> [What is being asked]:
Emit the line that holds "Return an outline for every instance of the chrome wheel" and all lines following it through the end of the data, verbatim, and nothing else.

[Image boundary labeling items]

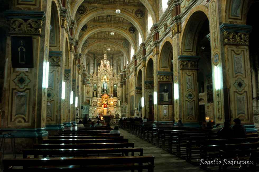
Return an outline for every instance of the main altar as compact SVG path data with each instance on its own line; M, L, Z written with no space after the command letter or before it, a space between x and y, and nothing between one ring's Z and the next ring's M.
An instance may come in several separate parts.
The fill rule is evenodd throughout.
M114 72L106 51L99 65L97 72L91 74L90 77L89 117L98 117L110 122L110 118L121 116L120 79Z

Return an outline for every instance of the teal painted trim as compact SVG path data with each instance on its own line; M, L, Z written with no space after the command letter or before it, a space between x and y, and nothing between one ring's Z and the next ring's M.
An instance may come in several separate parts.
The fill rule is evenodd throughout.
M250 33L252 30L252 26L249 25L242 25L223 23L219 26L222 32L224 31L234 31L234 32L243 32Z
M5 19L9 20L11 18L37 19L44 21L46 17L46 15L44 11L31 11L27 10L10 10L8 9L3 13L7 16Z
M5 130L13 130L17 132L12 134L16 138L42 138L47 136L49 133L46 130L47 128L42 128L6 129ZM2 129L4 130L4 129ZM2 137L3 135L0 135L0 137Z
M63 55L63 51L49 51L49 56L61 56Z
M75 124L76 123L75 123L74 124ZM71 122L63 122L63 124L66 125L66 126L67 127L70 127L72 125Z
M156 72L156 74L158 75L159 74L166 74L166 75L173 75L173 72L166 72L163 71L158 71Z
M178 56L178 60L197 60L198 61L200 58L198 56L185 56L179 55Z
M47 131L62 130L65 128L64 124L46 125L46 127L47 128L46 130Z

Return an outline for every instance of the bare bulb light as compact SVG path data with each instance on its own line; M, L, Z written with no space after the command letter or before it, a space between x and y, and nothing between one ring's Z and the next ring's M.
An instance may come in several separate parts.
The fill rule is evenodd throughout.
M116 11L115 11L115 12L116 12L116 13L117 14L119 14L121 12L121 10L120 10L118 8L116 10Z

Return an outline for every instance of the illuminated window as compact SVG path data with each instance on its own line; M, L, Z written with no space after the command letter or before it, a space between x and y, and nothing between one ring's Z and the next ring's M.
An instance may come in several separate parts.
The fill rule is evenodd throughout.
M140 45L142 43L142 39L141 38L140 33L138 32L138 45Z
M163 12L164 12L167 9L168 5L167 5L167 2L168 0L162 0L162 7L163 8Z
M132 46L131 49L130 51L130 57L131 59L132 59L132 57L133 56L133 55L134 54L134 50L133 49L133 47Z
M150 29L151 28L151 27L153 26L153 20L152 20L152 17L150 15L149 13L148 13L148 20L147 20L148 23L148 32L150 33L151 32L150 31Z

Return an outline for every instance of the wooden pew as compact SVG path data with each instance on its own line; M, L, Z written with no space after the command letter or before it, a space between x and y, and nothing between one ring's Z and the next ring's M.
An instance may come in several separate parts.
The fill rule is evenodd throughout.
M219 150L218 161L221 161L221 163L219 165L219 171L220 171L223 170L225 171L230 169L239 169L242 164L239 165L238 162L241 161L243 162L244 159L245 158L249 158L250 155L253 152L259 151L258 147L259 143L258 142L225 145L223 146L223 150ZM224 162L224 161L231 161L232 160L237 161L237 164L233 164L232 165ZM254 163L256 163L255 162ZM229 168L228 168L228 167Z
M207 131L202 131L207 132ZM214 133L180 133L176 138L175 146L176 147L176 152L175 155L177 156L185 159L186 155L186 142L189 140L191 136L214 136Z
M99 156L111 156L114 154L120 154L121 156L133 156L137 153L137 156L143 156L143 148L127 148L112 149L26 149L22 150L24 158L27 157L38 158L39 155L42 155L43 157L46 157L48 155L49 157L67 157L68 155L75 156L80 156L82 157L87 157L89 156L98 155ZM90 154L90 155L89 155ZM116 154L116 156L118 156Z
M121 134L120 133L113 133L113 134L110 134L109 133L97 133L92 134L92 133L89 133L88 134L72 134L67 133L66 134L54 134L54 137L57 137L58 136L120 136Z
M147 169L154 171L153 156L84 158L7 159L3 160L5 172L19 171L57 172L81 170L109 171ZM22 166L19 169L10 167Z
M176 139L179 134L200 133L211 132L211 130L194 130L191 131L174 131L170 134L170 136L168 137L168 151L170 153L175 154L176 151Z
M134 143L35 144L34 149L104 149L134 147Z
M259 171L259 151L252 152L249 158L243 159L244 161L249 162L249 165L244 164L242 170L244 171L256 172ZM252 163L251 163L251 162Z
M52 140L53 139L115 139L115 138L123 138L123 137L122 136L50 136L48 138L49 140Z
M109 133L112 130L89 130L88 131L67 131L64 132L62 131L62 132L59 132L58 133L86 134L88 133L89 134L101 134L102 133Z
M82 144L104 143L128 143L129 140L126 138L87 139L53 139L43 140L42 143L44 144Z

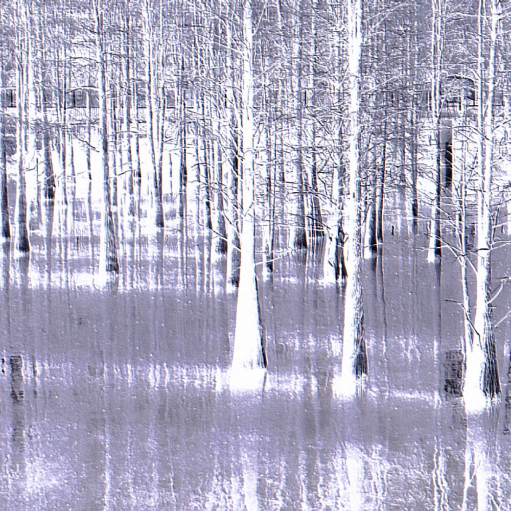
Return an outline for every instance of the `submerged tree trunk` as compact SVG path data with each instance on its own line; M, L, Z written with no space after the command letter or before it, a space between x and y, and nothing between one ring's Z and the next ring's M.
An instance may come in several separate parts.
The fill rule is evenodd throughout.
M93 15L96 25L96 49L98 61L98 98L99 100L99 125L101 135L101 164L103 166L103 222L104 241L105 244L102 254L103 261L100 264L105 265L108 273L119 273L119 263L117 255L117 242L115 228L112 213L112 201L110 191L109 165L108 161L108 121L107 118L107 102L106 96L106 69L104 58L104 50L102 37L103 12L101 0L94 0ZM101 267L100 266L100 267Z
M261 311L258 296L254 260L255 216L254 204L253 33L252 0L243 1L243 73L242 84L242 225L240 285L236 307L236 326L233 354L233 369L263 368L267 366Z
M350 74L350 134L347 193L344 198L344 243L346 279L342 335L341 392L356 392L357 384L367 372L364 338L364 311L360 282L362 244L360 218L361 132L360 73L362 53L362 0L349 0L347 9Z
M463 396L469 411L484 408L486 399L500 394L500 383L491 305L492 201L493 166L493 105L496 83L496 46L498 28L498 0L490 0L491 26L487 66L487 97L483 109L484 87L483 48L485 2L480 0L478 50L478 124L479 132L477 187L477 270L476 277L475 335L467 350Z
M21 27L20 36L25 37L18 42L17 79L18 102L18 190L17 213L18 233L17 248L20 252L30 251L30 243L29 241L28 226L27 223L27 185L25 182L26 150L27 147L27 112L28 106L28 91L27 78L27 49L26 39L29 36L29 27L27 19L27 6L24 2L18 4L18 19Z
M435 184L435 197L431 210L432 218L430 229L430 250L428 260L433 262L442 257L442 231L440 216L442 208L442 143L440 121L442 98L440 80L443 52L442 0L432 0L433 21L431 30L431 113L434 136L433 182Z

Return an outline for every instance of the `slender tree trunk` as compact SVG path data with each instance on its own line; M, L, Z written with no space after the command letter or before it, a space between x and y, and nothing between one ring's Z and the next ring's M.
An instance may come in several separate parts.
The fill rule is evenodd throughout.
M103 261L100 265L105 265L106 271L110 273L119 273L119 263L117 254L117 241L115 228L112 213L112 201L110 191L109 162L108 161L108 102L106 96L106 73L103 37L103 6L102 0L92 0L92 14L96 25L96 58L98 61L98 98L99 100L99 125L101 135L101 164L103 176L103 228L102 237L105 247L102 251Z
M477 187L477 271L476 276L475 335L467 350L467 370L463 396L468 411L479 411L486 398L500 394L496 347L491 301L492 248L492 201L493 166L493 106L497 68L496 52L498 0L488 0L491 13L490 55L487 65L487 95L483 110L484 87L483 48L486 0L480 0L478 49L478 125L479 133Z
M242 83L242 224L240 286L232 367L234 369L266 368L266 354L258 296L254 261L255 127L253 119L254 77L252 0L243 0L243 73Z
M27 147L28 84L26 68L26 38L29 36L29 27L27 20L27 6L24 0L18 0L17 4L17 18L19 22L20 36L22 40L18 43L18 65L17 68L17 78L18 82L18 151L19 158L18 162L18 233L17 247L20 252L30 251L30 243L29 241L28 226L27 222L27 185L25 182L26 150Z
M344 198L344 243L347 276L345 290L342 335L341 391L355 394L358 382L367 372L367 356L364 338L362 285L359 138L361 133L360 74L362 57L362 0L348 0L347 29L350 75L350 133L347 193Z

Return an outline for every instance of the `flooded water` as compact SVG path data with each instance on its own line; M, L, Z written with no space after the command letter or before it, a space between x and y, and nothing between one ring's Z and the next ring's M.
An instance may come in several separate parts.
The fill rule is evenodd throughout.
M425 226L392 235L393 221L382 257L364 262L368 380L349 401L334 388L343 290L321 283L319 252L261 279L268 370L260 389L235 392L236 299L211 236L135 223L106 286L94 281L99 240L78 220L72 233L41 223L29 259L5 244L0 507L511 508L508 322L497 330L504 398L467 417L449 301L459 268L428 264Z

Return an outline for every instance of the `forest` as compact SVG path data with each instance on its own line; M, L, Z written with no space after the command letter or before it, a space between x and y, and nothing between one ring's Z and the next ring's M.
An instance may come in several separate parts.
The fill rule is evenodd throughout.
M212 344L204 326L190 345L223 360L243 394L264 388L290 349L271 319L279 290L293 296L278 307L298 300L305 318L308 293L320 289L329 297L313 307L327 319L315 328L335 326L329 385L353 403L391 370L386 286L405 304L402 317L392 309L398 324L431 323L413 349L432 353L421 370L440 381L434 402L443 391L473 419L500 402L510 352L507 2L0 5L5 292L11 280L45 289L50 306L52 286L115 296L193 289L206 301L176 320L185 324L216 314L203 309L214 307L207 300L231 300L228 338ZM402 266L384 277L394 259ZM415 316L405 319L409 288ZM453 326L443 334L448 316ZM297 320L293 328L286 335L302 335ZM154 335L159 346L166 334ZM301 347L314 353L320 340L311 347L304 337ZM225 342L226 354L207 351ZM18 366L30 356L9 349L3 363L22 398ZM399 356L411 357L407 349ZM412 365L399 366L406 381Z

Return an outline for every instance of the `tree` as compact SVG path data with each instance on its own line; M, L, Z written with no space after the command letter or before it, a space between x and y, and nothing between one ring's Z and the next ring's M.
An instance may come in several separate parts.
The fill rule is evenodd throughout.
M362 265L361 160L359 145L361 126L360 74L362 48L362 0L348 0L348 69L350 76L348 162L344 197L344 232L347 276L344 295L341 391L354 395L357 383L367 372L364 337L364 311L360 274Z
M252 11L252 0L243 0L241 88L241 154L243 165L241 261L231 365L235 371L266 369L267 365L254 260L256 234L254 182L256 175Z

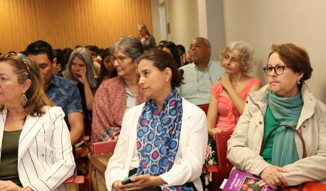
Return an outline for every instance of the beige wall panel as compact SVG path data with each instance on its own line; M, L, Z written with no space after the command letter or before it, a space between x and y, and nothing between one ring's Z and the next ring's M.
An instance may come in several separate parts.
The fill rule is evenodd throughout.
M0 52L19 51L43 40L53 48L111 46L138 36L143 22L151 33L150 0L0 0Z

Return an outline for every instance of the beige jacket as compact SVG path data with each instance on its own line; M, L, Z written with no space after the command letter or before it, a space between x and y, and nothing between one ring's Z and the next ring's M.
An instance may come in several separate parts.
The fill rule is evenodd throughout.
M259 154L269 91L266 85L249 95L243 113L228 142L227 156L234 167L257 176L270 165ZM300 159L283 167L289 173L282 174L289 185L316 180L326 183L326 105L315 98L305 84L301 93L304 106L296 129L305 140L307 157L302 158L302 143L295 134Z

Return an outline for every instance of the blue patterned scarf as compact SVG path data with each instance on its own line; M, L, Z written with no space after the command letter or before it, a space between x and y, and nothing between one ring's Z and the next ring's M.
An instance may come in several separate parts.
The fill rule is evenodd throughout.
M295 127L303 104L300 92L291 98L279 97L273 91L269 93L268 104L270 111L275 119L281 124ZM285 127L279 128L274 138L271 164L282 167L298 159L294 131Z
M179 146L182 103L181 95L175 89L168 96L160 112L153 100L145 103L137 128L138 174L159 176L172 168ZM158 187L163 190L189 190L185 184Z

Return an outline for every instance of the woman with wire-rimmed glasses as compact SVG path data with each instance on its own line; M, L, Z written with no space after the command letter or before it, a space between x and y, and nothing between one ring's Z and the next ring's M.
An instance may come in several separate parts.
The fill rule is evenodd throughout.
M211 88L207 112L208 165L218 165L214 134L234 129L247 96L261 87L259 78L248 75L254 64L253 50L249 44L243 41L230 43L221 51L220 59L228 75L221 76ZM211 190L211 182L208 181L211 175L205 175L205 184Z
M308 54L293 44L271 49L263 68L268 84L248 96L228 142L228 158L236 169L260 176L259 186L326 182L326 105L304 83L312 72Z
M103 81L94 97L92 123L92 142L116 139L122 118L130 108L145 101L138 85L137 59L144 53L137 38L124 36L110 48L111 61L118 76Z

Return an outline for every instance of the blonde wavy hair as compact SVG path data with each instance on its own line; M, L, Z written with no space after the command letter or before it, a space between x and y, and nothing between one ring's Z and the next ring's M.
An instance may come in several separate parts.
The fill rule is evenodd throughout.
M23 58L23 60L21 58ZM7 62L14 68L14 72L18 75L18 82L22 84L30 79L31 87L25 94L28 102L24 106L25 115L41 116L45 113L44 106L55 106L43 90L44 80L41 76L40 69L34 60L27 57L6 53L0 56L0 63ZM0 112L2 112L5 105L0 103Z

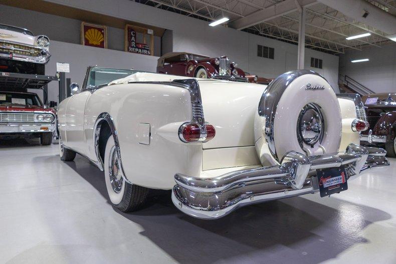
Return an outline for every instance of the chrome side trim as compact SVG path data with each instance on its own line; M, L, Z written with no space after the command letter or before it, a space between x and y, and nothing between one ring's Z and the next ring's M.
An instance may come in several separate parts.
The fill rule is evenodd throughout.
M268 144L268 148L275 160L279 161L276 151L274 135L274 120L279 100L289 85L295 79L305 74L317 75L324 80L324 78L313 71L299 70L284 73L271 82L264 91L260 100L258 107L259 115L266 118L264 138Z
M346 166L347 177L360 173L368 151L350 144L344 154L308 157L292 151L281 165L237 170L213 178L177 173L172 192L173 204L195 217L216 219L239 207L319 190L317 169Z
M360 141L365 141L369 143L372 142L375 143L386 143L386 136L377 136L372 134L372 130L370 129L368 131L368 135L360 134Z
M190 94L191 106L192 108L191 111L192 113L191 120L189 123L195 124L200 127L201 135L199 140L199 142L204 142L206 140L208 132L207 131L206 125L205 125L205 119L204 116L204 109L202 107L202 98L201 95L200 85L196 79L184 79L173 80L172 82L129 82L128 83L171 85L188 90ZM181 140L181 139L180 140Z
M115 129L115 125L114 125L114 123L113 121L113 119L111 118L111 116L108 113L102 113L100 115L99 115L97 119L96 119L96 121L95 122L95 125L94 125L94 129L93 129L93 146L95 148L95 154L96 155L96 158L97 159L97 161L96 162L96 164L99 167L99 169L101 170L103 170L103 166L104 163L103 161L102 160L102 159L100 158L100 155L99 152L99 136L100 133L100 127L101 126L101 124L100 124L101 121L107 122L107 124L109 124L109 126L110 127L110 130L111 131L111 133L113 135L113 138L114 140L114 145L115 146L116 149L117 150L117 153L118 155L118 157L119 158L119 162L120 165L121 167L121 170L122 174L122 177L124 179L128 182L128 183L132 184L132 182L128 179L125 174L124 171L124 167L122 166L122 161L121 159L121 149L120 148L120 143L119 141L118 141L118 134L117 132L117 130Z

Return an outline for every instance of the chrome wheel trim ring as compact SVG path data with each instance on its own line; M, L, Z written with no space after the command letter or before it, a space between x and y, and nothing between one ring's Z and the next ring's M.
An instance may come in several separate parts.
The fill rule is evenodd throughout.
M310 103L303 107L297 120L297 139L303 149L303 143L314 146L322 141L324 134L324 120L320 107Z
M116 193L119 193L122 189L124 179L122 177L120 159L116 150L115 146L113 146L110 151L109 155L109 175L111 188Z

> [Full answer]:
Return an outline for every instance of the chrome wheel trim ring as compact SVG path data with each instance on its own line; M, L, Z written with no space after the command letter or before it, a space between x and y, and nothing between one ring's Z and the next ring's M.
An instance may come in several separate parts.
The fill rule is evenodd throughout.
M310 103L303 107L297 120L297 139L303 149L303 143L314 146L322 141L324 134L324 120L320 107Z
M116 193L119 193L122 189L124 179L122 177L120 159L116 150L115 146L113 146L110 151L109 155L109 175L111 188Z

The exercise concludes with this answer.